Here, \(\frac{T}{1+z}\) is the time interval corresponding to \(T\) in the source frame, \(r(z)\) is the comoving distance to the redshift \(z\), \(dV_{c}=\frac{4\pi r^{2}(z)}{H(z)} dz\) is the comoving volume of the thin shell \((z,z+dz)\), and \(\frac{M}{{(1+q)}^{2}}\) is the Jacobian due to the transformation from \((m_{1},m_{2})\) to \((M,q)\). Notice that the separability of the mass dependence and the merger time dependence, which ℛ possesses (i.e., Eq. (1)), is retained by \(dN\), which plays a crucial role in the following analysis.

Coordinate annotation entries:
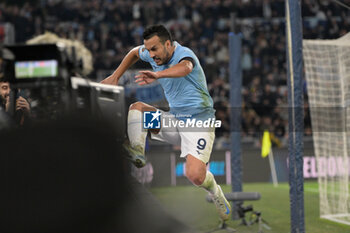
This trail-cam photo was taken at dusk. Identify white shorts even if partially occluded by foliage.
[151,111,215,163]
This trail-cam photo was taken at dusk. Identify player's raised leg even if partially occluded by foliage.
[186,154,231,221]
[124,102,157,168]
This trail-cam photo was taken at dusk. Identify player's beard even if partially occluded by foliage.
[162,46,171,65]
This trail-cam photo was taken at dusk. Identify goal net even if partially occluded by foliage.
[303,33,350,225]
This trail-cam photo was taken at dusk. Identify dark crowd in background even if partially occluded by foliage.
[0,0,350,148]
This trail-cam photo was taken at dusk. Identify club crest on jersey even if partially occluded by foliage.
[143,110,162,129]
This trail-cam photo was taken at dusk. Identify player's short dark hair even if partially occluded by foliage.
[143,25,173,43]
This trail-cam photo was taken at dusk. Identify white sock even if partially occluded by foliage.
[128,109,147,155]
[199,171,218,194]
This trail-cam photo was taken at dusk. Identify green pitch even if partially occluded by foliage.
[16,67,57,78]
[151,182,350,233]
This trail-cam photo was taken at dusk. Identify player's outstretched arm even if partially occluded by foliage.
[101,46,140,85]
[135,60,193,86]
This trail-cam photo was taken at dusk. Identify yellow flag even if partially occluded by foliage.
[261,130,271,158]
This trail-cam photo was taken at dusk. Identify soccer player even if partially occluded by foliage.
[102,25,231,221]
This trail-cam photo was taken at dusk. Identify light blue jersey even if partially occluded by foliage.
[139,41,215,119]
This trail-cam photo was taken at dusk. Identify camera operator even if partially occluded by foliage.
[0,75,30,125]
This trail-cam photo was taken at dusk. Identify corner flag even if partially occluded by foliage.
[261,130,271,158]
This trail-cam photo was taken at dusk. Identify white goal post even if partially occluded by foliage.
[303,33,350,225]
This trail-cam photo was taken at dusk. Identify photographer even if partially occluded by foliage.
[0,72,30,125]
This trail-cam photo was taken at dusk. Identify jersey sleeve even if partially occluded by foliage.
[177,49,197,67]
[139,45,151,62]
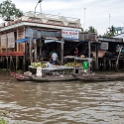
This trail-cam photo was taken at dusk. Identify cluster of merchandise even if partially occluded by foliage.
[65,62,82,67]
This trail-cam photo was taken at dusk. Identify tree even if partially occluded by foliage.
[0,0,23,21]
[87,26,97,33]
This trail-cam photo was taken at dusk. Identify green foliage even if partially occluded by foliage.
[0,0,23,21]
[0,118,7,124]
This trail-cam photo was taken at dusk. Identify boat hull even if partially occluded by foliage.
[77,74,124,82]
[31,75,77,82]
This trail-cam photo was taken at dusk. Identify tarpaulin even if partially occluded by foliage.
[16,37,30,43]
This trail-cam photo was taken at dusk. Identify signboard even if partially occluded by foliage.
[62,29,79,40]
[7,32,15,48]
[1,34,7,48]
[100,42,108,50]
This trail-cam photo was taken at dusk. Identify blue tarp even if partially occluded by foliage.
[16,37,30,43]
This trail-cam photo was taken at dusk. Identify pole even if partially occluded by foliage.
[109,14,111,28]
[40,2,42,13]
[84,8,86,30]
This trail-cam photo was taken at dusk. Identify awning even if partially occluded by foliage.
[44,39,62,43]
[16,37,30,43]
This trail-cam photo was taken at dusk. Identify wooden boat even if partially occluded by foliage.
[10,72,31,81]
[31,75,77,82]
[76,73,124,82]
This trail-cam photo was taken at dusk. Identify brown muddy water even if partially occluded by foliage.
[0,74,124,124]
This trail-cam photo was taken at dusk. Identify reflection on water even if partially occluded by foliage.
[0,74,124,124]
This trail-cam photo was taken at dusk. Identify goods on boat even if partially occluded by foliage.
[10,72,31,81]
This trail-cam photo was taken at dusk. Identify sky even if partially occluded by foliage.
[0,0,124,35]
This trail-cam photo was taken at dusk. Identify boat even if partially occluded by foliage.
[75,73,124,82]
[31,75,77,82]
[10,72,31,81]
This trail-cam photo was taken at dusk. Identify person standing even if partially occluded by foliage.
[74,47,79,56]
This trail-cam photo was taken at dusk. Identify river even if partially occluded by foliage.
[0,74,124,124]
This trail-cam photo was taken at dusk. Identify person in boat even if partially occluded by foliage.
[51,51,60,65]
[74,47,79,56]
[83,61,89,74]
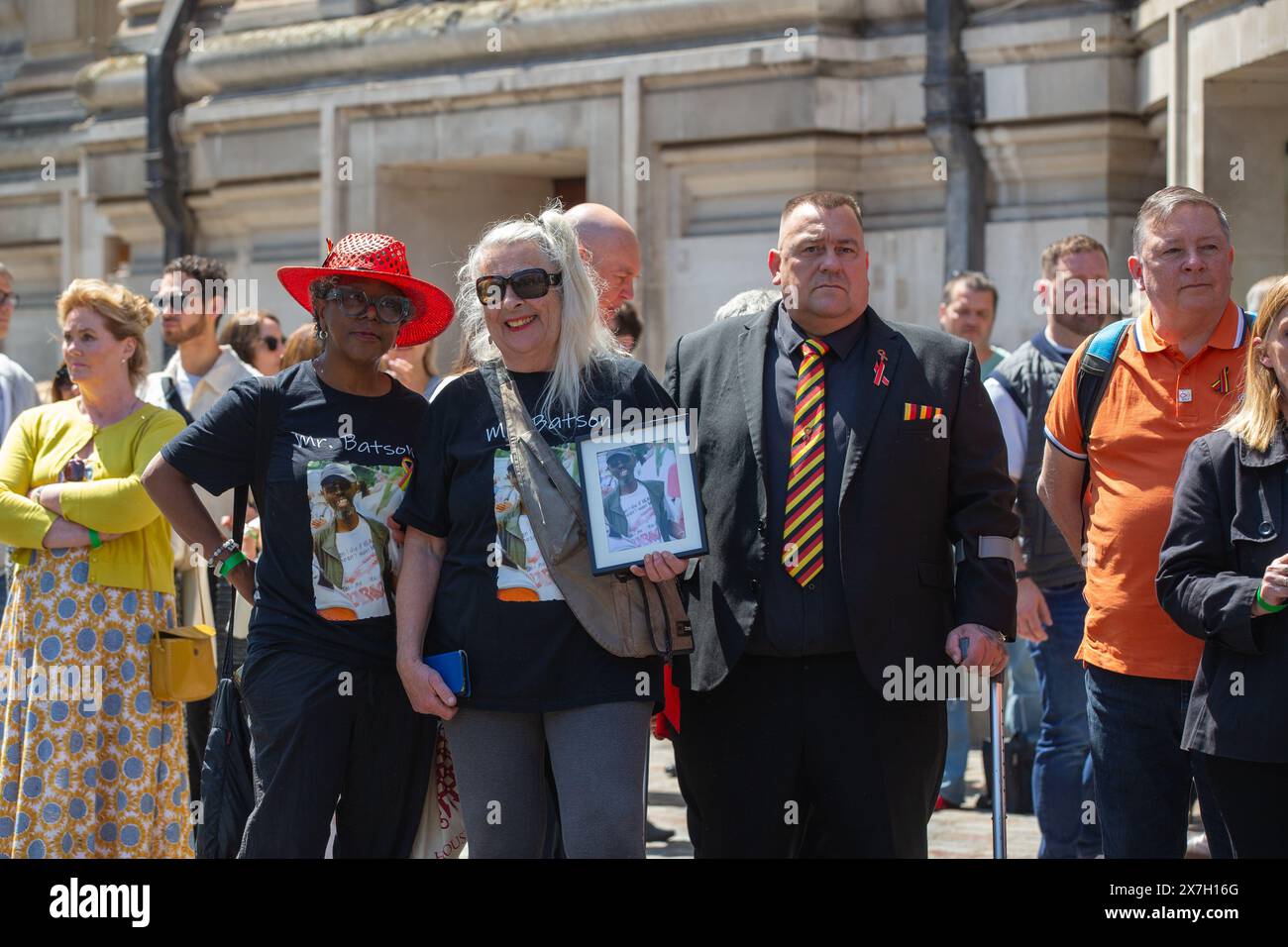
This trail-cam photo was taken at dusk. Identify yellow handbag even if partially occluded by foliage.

_Problems and tasks:_
**a)** Answer these about the merger-count passage:
(i) What expression gives the comoving volume of the thin shell (z, z+dz)?
(ii) Which transformation is the factor M/(1+q)² the Jacobian for?
(iii) Which property of ℛ is retained by dN?
**b)** Continue the merger-count passage from its last sentence.
None of the items are needed.

_Answer list:_
**a)**
(i) dV_c = 4πr²(z)/H(z) dz
(ii) The transformation from (m₁, m₂) to (M, q).
(iii) The separability of the mass dependence and the merger time dependence.

**b)**
The number of events given above does not take into account the selection bias of the detector, which becomes important for the region in the \((M,q,z)\) space close to and beyond the detection horizon. This effect can be included by multiplying the detection probability \(p_{\mathrm{det}}(M,q,z)\), which is the probability that a given detector (or a network of detectors) detects a merger event with masses \((M,q)\) occurring at \(z\), on the right-hand side of Eq. (2). The concrete shape of \(p_{\mathrm{det}}\) depends on the detector (or a network of detectors) (Chen et al. 2021). Since \(p_{\mathrm{det}}\) does not take the separable form in general, the inclusion of the events corresponding to \(p_{\mathrm{det}}<1\) invalidates the separability ansatz for \(dN\). In the following analysis, we assume an ideal case \(p_{\mathrm{det}}=1\) or equivalently consider only events much within the detection horizon. In Sect. 3.4, we briefly discuss how much the selection bias affects the performance of our method.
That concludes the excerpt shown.